• EXERCISE REQUIREMENTS:
Copy the lines verbatim, beginning with the line that contains "Put one marker on each instance of the wooden" and continuing through the end of the data, and only those lines.
..........
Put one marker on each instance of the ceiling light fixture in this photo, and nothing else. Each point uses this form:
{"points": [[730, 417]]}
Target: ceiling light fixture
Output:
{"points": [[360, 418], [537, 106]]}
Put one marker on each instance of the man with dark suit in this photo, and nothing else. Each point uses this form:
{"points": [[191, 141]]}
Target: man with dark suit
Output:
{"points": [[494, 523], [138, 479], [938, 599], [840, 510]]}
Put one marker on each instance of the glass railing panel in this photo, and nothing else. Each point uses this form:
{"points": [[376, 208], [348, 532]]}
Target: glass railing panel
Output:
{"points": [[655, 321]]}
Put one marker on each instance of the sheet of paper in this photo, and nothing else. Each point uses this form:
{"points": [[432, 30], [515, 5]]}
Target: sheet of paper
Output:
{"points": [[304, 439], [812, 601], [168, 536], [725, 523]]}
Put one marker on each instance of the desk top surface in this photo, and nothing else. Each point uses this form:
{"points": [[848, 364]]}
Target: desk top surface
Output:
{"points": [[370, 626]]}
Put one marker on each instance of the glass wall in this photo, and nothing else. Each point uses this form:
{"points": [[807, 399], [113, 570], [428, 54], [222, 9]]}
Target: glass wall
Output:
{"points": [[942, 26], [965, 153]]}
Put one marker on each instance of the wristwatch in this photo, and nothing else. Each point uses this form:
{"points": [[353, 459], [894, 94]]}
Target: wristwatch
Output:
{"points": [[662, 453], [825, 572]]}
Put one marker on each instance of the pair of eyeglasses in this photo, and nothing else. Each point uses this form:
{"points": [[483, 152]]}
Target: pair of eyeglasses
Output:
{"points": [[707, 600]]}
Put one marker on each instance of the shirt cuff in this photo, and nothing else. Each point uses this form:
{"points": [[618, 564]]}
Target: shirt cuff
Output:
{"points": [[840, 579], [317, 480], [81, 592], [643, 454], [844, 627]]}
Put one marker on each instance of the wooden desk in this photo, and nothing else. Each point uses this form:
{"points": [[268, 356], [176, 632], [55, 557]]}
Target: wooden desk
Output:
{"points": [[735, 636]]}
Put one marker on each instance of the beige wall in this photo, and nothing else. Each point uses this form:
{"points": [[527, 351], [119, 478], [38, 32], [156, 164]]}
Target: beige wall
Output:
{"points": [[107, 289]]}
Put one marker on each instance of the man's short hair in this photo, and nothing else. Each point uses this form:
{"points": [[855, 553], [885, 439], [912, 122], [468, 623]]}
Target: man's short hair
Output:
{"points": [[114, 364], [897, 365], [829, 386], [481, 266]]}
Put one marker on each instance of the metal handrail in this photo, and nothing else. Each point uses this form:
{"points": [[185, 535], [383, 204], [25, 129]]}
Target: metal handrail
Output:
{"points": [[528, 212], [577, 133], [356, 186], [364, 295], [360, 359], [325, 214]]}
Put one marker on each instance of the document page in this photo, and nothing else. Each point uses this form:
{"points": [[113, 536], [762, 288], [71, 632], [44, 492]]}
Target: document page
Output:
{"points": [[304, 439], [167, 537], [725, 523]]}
..........
• OUTPUT FOR THIS EXERCISE:
Put one marker on each instance of the wooden desk in this photo, and nothing else. Each point uses this form:
{"points": [[268, 356], [176, 632], [55, 557]]}
Target: wooden desk
Output:
{"points": [[735, 636]]}
Put one marker on each instance of the beige wall in this photo, and nothing else. Each point uses this form:
{"points": [[527, 351], [119, 478], [38, 32], [156, 164]]}
Target: beige wall
Output:
{"points": [[107, 289]]}
Put one marker on each instance of the man's short hair in this photo, and nothing else. Each point uses this form:
{"points": [[855, 553], [885, 439], [912, 122], [468, 623]]}
Target: man's short hair
Output:
{"points": [[114, 364], [897, 365], [829, 386], [481, 266]]}
Put one marker on each instance of the metal handrail in this photo, and nothing else. Each point uses this form:
{"points": [[185, 535], [383, 204], [25, 129]]}
Target: metal handrail
Output:
{"points": [[528, 212], [577, 133], [356, 186], [364, 295], [360, 359], [325, 214]]}
Put one marker on each instance of the document page in this photo, and nothing else. Each point uses this form:
{"points": [[113, 536], [762, 288], [71, 632], [44, 492]]}
Target: document page
Output:
{"points": [[304, 439], [167, 537], [725, 523]]}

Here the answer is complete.